EXERCISE DESCRIPTION
Repeat the material exactly, every line of it.
== DATASET EXCERPTS ==
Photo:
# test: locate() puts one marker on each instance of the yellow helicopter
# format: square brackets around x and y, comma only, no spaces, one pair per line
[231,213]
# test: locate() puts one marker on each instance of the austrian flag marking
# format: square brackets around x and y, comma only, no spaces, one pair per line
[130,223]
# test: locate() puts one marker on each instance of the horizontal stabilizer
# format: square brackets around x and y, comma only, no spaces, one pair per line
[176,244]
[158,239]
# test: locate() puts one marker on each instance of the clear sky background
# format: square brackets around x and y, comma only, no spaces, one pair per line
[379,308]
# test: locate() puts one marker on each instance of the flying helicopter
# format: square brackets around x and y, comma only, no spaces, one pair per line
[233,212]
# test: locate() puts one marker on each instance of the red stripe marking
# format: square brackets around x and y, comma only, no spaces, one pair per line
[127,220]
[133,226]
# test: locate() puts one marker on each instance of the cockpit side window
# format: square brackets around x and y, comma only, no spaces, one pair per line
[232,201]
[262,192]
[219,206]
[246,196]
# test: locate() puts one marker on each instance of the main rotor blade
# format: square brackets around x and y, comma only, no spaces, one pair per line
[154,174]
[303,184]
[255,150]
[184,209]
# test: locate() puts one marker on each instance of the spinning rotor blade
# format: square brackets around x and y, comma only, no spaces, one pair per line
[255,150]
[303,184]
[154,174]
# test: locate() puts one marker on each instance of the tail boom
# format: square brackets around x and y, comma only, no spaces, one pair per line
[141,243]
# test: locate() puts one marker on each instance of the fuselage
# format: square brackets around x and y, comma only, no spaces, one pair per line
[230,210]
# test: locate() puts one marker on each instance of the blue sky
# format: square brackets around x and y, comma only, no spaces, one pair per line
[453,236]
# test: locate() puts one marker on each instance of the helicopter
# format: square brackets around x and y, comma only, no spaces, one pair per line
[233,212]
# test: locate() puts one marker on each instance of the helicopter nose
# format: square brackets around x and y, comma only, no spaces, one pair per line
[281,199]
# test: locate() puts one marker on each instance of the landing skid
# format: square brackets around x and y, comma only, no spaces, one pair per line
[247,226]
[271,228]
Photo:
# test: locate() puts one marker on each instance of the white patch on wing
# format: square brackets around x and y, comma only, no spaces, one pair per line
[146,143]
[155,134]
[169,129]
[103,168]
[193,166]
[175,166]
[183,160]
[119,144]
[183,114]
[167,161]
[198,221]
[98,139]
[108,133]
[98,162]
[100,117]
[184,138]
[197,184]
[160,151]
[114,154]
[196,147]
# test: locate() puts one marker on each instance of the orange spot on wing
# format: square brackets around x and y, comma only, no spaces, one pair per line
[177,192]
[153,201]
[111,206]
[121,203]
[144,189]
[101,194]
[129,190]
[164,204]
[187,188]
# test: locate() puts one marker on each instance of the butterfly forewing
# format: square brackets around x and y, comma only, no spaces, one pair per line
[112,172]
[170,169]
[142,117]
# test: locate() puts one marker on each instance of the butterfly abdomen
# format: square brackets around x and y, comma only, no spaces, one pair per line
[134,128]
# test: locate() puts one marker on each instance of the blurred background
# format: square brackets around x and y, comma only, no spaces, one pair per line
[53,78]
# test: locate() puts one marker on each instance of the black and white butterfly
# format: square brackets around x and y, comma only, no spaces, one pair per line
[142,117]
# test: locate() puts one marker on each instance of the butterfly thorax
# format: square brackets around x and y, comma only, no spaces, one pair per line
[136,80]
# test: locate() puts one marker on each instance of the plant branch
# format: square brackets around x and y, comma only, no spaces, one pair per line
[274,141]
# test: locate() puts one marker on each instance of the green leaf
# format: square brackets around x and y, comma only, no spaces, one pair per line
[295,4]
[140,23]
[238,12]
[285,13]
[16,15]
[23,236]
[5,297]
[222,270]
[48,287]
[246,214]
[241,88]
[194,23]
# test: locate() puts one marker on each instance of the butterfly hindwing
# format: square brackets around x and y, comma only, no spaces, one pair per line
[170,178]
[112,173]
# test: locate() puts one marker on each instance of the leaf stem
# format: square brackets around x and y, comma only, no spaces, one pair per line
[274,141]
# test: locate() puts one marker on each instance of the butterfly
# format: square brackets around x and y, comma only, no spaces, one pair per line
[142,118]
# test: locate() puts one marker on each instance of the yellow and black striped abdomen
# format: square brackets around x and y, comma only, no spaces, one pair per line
===
OUTPUT OF THE TASK
Photo:
# test: locate() puts one marker on each instance of the yellow helicopter
# format: square brackets around x and y, comma only, no spaces, one pair per line
[231,213]
# test: locate() puts one marker on each instance of the austrian flag marking
# format: square brackets around x and y, comma only, no spaces, one pair per line
[130,223]
# test: locate() puts one marker on each instance of the horizontal stabilizer
# format: square brackets around x and y, comma only, no spaces, one pair per line
[176,244]
[158,239]
# test: locate() puts one marker on each instance of the clear sky background
# format: square brackets around x and y, comma only, no spaces, one pair per line
[379,308]
# test: locate() puts one marker on each instance of the flying helicopter
# format: square brackets around x and y, comma only, no spaces, one pair per line
[233,212]
# test: locate() puts one marker on each instance of the red stripe marking
# format: square brackets around x and y, comma only, no spaces, one pair per line
[127,220]
[133,226]
# test: locate() puts one marker on each instance of the cockpit side window
# format: square brackets around x and y, comma only, no spaces, one pair per line
[232,201]
[262,192]
[219,206]
[246,196]
# test: locate() puts one marker on each instance of the main rotor blade
# format: square brackets around x and y, comma only, no spaces, one pair per line
[154,174]
[303,184]
[255,150]
[184,209]
# test: locate() puts one marker on each instance of the spinning rotor blade
# format: square brackets around x and y, comma only, no spaces, one pair per line
[255,150]
[303,184]
[154,174]
# test: locate() puts one marker on each instance of the tail boom
# format: square brackets around x and y, comma only, no spaces, one pair per line
[141,243]
# test: locate() puts one marker on each instance of the fuselage
# format: square brackets around x and y, comma only, no spaces, one pair per line
[230,210]
# test: locate() puts one marker on each instance of the blue sky
# format: square brackets around x and y, comma only, no spaces, one pair per line
[453,236]
# test: locate() puts one marker on each instance of the helicopter
# format: square brackets around x and y, comma only, no spaces, one pair per line
[233,212]
# test: locate() puts one marker on each instance of the helicopter nose
# format: square brackets around x and y, comma only, no spaces, one pair per line
[281,199]
# test: locate() puts one marker on each instance of the landing skid
# format: square brackets around x and y, comma only, no spaces, one pair per line
[247,226]
[271,228]
Photo:
# test: locate() puts one marker on each instance of the white patch on wing
# format: square brackets around x and y, comma only, no spaces, one pair per line
[146,143]
[155,134]
[169,129]
[103,168]
[193,166]
[175,166]
[183,160]
[119,144]
[183,114]
[167,161]
[198,221]
[98,139]
[108,133]
[98,162]
[100,117]
[184,138]
[197,184]
[160,151]
[114,154]
[196,147]
# test: locate() puts one marker on each instance of the orange spot on wing
# format: square brackets around x and y, comma only, no spaces, one pair per line
[177,192]
[153,201]
[111,206]
[121,203]
[144,189]
[101,194]
[129,190]
[164,204]
[187,188]
# test: locate() puts one marker on each instance of the butterfly forewing
# format: square brackets around x and y, comma only, no spaces, one pair per line
[112,172]
[170,169]
[142,117]
# test: locate() puts one marker on each instance of the butterfly abdomen
# format: square brackets around x and y, comma only, no spaces, one pair per line
[134,128]
# test: locate() puts one marker on each instance of the blurred background
# format: square brackets around x and y, comma only, no spaces, one pair per line
[53,78]
# test: locate() puts one marker on each instance of the black and white butterfly
# format: square brackets around x and y, comma only, no spaces, one pair per line
[142,117]
# test: locate() puts one marker on each instance of the butterfly thorax
# format: square brackets around x and y, comma only, no spaces, one pair per line
[136,80]
# test: locate() puts one marker on each instance of the plant branch
# format: square brackets around x and y, comma only, no spaces, one pair per line
[274,141]
# test: locate() puts one marker on each instance of the green leaf
# format: square brackets around x and y, comma only, no spaces, one pair per line
[295,4]
[140,23]
[238,12]
[285,13]
[16,15]
[23,236]
[5,297]
[222,270]
[48,287]
[246,214]
[241,88]
[194,23]
# test: locate() puts one marker on each instance of the butterfly hindwing
# format: square brackets around x and y, comma only, no spaces, one pair per line
[170,178]
[112,173]
# test: locate() puts one marker on each instance of the leaf stem
# format: square brackets around x and y, comma only, no spaces, one pair per line
[274,141]
# test: locate() puts one marker on each instance of the butterfly
# format: square brackets around x and y, comma only, no spaces, one pair per line
[142,118]
# test: locate() puts one marker on each instance of the yellow and black striped abdomen
# format: square brackets around x and y, comma only, no spaces, one pair per line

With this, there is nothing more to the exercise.